- [Text block]:
* Begin *
Contradictory messages on the IIP

Donald Trump has popularised the term fake news, using it to criticise unfavourable news in the media

It seems that original sin simply consisted of believing the original fake news
It seems that original sin simply consisted of believing the original fake news

Last Monday an editorial in The Malta Independent called for the scrapping of the Individual Investor Programme, otherwise popularly known in Malta as the passport sale scheme. The newspaper’s only motivation for its stand was simply because it is a “hair [sic] brained scheme that shamed us in Europe” since “our reputation and our identity are not for sale.”

The newspaper also complained that we “have not seen a single cent spent from the millions collected on social projects so far.”

On Wednesday the same newspaper reported that when giving an answer to a Parliamentary question made by Simon Busuttil, the Prime Minister had said that up to December 2017, €363,245,398 from the IIP scheme were deposited into the National Development and Social Fund.
* End *
- [Task instructions]:
[A] Answer these questions from the article on the Individual Investor Programme:
(i) On what day did The Malta Independent run the editorial calling for the program to be scrapped?
(ii) Who asked the Parliamentary question that the Prime Minister answered?
(iii) According to the Prime Minister, how much from the scheme was deposited into the National Development and Social Fund up to December 2017?
[B] Repeat the part of the article on the Individual Investor Programme starting at "The newspaper also" and ending at "and Social Fund.".
The listing comes from a source separate from the article.

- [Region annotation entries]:
* Begin *
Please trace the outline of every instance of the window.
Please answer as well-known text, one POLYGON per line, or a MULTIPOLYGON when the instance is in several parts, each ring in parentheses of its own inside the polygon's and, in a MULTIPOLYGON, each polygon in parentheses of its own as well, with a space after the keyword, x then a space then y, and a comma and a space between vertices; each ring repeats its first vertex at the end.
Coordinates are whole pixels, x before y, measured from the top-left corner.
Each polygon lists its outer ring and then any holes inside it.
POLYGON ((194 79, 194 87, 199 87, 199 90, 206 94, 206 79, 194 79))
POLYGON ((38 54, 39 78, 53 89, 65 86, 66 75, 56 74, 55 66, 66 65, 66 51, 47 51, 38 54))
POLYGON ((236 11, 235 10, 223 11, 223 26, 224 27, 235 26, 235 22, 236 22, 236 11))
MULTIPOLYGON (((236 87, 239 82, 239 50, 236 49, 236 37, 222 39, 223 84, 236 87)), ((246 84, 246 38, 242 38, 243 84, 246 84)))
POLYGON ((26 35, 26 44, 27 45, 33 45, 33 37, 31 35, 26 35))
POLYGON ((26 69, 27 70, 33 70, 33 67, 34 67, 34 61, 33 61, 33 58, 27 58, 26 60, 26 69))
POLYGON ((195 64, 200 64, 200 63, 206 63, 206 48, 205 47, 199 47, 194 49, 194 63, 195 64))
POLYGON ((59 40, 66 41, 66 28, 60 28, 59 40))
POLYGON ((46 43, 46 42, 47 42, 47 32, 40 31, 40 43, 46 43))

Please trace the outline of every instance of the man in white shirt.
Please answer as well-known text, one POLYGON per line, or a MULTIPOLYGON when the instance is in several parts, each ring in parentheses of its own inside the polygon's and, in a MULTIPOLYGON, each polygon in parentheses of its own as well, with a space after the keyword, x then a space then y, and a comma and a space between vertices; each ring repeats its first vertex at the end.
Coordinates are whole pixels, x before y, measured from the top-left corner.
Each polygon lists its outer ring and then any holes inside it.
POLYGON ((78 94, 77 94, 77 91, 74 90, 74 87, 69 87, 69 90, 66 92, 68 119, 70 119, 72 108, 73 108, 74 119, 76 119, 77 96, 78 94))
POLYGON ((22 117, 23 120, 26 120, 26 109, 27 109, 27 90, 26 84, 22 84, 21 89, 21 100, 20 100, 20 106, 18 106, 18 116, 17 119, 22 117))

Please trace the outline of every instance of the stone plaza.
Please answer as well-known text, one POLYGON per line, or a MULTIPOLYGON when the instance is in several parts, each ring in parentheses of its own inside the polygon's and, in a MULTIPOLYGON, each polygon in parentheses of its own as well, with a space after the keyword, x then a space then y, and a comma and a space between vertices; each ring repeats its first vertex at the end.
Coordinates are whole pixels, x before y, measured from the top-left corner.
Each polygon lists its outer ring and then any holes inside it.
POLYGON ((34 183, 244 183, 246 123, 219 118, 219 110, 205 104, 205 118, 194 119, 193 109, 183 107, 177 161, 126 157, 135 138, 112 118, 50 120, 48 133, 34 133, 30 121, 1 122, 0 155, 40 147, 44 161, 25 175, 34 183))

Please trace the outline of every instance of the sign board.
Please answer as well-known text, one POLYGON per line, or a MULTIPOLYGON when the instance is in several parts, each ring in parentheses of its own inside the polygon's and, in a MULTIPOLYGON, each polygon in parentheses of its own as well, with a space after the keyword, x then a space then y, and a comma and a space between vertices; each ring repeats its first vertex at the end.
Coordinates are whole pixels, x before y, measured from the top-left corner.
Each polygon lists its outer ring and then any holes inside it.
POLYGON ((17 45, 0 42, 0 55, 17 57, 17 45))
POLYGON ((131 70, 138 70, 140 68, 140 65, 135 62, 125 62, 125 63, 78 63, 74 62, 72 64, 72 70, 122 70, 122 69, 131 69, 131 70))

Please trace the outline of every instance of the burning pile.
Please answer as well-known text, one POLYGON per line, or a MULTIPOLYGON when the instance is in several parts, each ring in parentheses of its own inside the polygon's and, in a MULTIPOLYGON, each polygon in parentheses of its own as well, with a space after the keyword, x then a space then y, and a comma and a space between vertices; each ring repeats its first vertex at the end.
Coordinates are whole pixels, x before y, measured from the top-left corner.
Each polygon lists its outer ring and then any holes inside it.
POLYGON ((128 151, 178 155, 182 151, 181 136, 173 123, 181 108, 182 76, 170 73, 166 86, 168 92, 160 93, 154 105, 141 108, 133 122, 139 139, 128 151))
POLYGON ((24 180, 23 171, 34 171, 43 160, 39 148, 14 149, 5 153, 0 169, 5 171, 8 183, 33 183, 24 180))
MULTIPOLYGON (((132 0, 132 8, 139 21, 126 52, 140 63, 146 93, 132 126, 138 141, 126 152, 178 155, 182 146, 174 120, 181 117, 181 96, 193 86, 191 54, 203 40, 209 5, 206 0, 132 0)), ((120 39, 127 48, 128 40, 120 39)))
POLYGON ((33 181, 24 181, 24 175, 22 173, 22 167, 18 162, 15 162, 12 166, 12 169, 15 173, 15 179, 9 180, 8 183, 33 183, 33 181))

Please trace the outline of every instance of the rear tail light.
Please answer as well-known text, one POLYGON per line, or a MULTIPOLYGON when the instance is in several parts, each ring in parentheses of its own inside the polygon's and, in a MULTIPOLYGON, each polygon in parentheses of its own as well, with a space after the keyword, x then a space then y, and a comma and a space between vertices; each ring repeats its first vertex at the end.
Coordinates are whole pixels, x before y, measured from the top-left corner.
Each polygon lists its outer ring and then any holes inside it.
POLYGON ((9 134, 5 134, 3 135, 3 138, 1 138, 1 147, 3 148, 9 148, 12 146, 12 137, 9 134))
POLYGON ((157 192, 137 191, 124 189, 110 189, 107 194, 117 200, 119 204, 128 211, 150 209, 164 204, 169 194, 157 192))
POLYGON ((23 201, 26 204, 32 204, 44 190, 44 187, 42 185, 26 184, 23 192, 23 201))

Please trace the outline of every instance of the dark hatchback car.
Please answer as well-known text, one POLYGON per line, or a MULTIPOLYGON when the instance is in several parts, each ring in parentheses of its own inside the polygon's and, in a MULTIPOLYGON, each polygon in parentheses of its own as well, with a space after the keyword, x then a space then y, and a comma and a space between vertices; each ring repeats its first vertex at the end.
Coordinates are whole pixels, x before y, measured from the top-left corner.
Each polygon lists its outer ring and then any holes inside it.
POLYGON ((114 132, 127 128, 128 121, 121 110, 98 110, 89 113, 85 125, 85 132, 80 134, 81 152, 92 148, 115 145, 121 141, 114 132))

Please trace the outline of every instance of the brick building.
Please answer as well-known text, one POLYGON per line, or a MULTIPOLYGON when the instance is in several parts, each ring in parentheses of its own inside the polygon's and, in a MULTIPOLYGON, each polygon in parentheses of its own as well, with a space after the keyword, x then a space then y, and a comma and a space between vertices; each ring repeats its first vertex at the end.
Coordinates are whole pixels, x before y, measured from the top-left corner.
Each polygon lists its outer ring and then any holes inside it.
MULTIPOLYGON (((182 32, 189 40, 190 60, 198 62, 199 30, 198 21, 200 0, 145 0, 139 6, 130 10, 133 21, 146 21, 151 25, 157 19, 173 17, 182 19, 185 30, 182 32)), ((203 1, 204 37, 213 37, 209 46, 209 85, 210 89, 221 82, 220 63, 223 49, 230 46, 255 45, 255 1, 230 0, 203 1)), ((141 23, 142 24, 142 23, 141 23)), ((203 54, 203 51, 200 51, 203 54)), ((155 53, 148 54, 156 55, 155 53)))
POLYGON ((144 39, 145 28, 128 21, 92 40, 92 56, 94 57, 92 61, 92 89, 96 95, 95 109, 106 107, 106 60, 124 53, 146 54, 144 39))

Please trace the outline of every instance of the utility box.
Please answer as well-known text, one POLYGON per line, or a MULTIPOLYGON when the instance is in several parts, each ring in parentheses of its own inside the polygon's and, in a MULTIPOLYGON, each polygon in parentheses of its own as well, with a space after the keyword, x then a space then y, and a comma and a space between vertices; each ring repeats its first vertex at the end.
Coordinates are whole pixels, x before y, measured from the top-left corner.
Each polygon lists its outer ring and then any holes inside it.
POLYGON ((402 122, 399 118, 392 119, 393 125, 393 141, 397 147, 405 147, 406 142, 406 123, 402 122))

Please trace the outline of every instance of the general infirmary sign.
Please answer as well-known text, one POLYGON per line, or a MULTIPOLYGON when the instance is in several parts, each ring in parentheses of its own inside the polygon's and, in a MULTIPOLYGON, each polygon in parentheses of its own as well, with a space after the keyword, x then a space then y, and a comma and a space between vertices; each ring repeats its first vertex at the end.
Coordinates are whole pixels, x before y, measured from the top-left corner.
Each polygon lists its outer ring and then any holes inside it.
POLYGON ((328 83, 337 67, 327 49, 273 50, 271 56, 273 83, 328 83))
* End *
- [Answers to the tasks]:
[A]
(i) Monday
(ii) Simon Busuttil
(iii) €363,245,398

[B]
The newspaper also complained that we “have not seen a single cent spent from the millions collected on social projects so far.”

On Wednesday the same newspaper reported that when giving an answer to a Parliamentary question made by Simon Busuttil, the Prime Minister had said that up to December 2017, €363,245,398 from the IIP scheme were deposited into the National Development and Social Fund.